[Start of Data supplied]
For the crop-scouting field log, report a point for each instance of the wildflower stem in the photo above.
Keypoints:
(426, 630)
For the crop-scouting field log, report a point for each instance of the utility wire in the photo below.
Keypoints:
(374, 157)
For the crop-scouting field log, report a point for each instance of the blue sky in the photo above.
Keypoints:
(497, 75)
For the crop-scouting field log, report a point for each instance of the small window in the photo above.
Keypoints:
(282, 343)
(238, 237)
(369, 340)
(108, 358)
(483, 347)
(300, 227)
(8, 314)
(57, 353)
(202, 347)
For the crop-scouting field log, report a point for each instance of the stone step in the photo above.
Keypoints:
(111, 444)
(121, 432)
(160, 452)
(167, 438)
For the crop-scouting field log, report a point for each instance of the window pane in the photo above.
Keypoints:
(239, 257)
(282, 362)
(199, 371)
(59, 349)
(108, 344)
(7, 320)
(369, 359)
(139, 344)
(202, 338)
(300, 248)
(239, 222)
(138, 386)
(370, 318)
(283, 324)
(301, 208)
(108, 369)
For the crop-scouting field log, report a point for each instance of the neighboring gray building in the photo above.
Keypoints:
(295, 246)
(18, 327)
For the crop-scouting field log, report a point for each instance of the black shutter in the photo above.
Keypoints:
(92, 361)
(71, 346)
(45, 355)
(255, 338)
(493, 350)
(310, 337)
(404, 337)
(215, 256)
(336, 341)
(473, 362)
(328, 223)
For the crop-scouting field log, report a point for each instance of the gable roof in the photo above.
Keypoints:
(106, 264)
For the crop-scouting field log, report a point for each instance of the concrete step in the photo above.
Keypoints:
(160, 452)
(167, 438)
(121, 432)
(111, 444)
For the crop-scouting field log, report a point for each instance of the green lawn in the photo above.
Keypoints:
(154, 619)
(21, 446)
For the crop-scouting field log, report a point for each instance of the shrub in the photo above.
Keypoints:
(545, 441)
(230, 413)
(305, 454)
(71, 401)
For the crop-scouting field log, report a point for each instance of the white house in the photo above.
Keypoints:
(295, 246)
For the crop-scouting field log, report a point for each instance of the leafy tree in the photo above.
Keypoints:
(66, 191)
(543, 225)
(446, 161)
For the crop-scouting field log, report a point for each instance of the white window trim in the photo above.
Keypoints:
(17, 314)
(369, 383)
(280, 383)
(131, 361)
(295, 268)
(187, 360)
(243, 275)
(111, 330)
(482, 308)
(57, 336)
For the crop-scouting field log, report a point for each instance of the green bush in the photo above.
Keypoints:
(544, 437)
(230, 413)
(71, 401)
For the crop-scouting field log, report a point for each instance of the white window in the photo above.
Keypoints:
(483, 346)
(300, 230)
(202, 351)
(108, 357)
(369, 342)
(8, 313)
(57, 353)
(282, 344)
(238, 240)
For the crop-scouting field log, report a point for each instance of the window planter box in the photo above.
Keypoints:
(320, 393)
[End of Data supplied]
Task brief ▸
Copy out again, word for word, the part of the records that opens with the line containing "bush in the photo above." and runs through the last line of the records, both ends included.

Full output ▸
For the crop-scouting field log, report a point for each instance of the green bush in the photo above.
Keypoints:
(544, 437)
(230, 413)
(71, 401)
For the crop-scouting field log, report a point for each instance of the white window in the photo above.
Keypoints:
(483, 346)
(300, 230)
(202, 351)
(108, 357)
(369, 342)
(8, 313)
(57, 353)
(282, 344)
(238, 240)
For the crop-scouting field log, report a point for each instance of the window planter box in the photo above.
Keypoints:
(320, 393)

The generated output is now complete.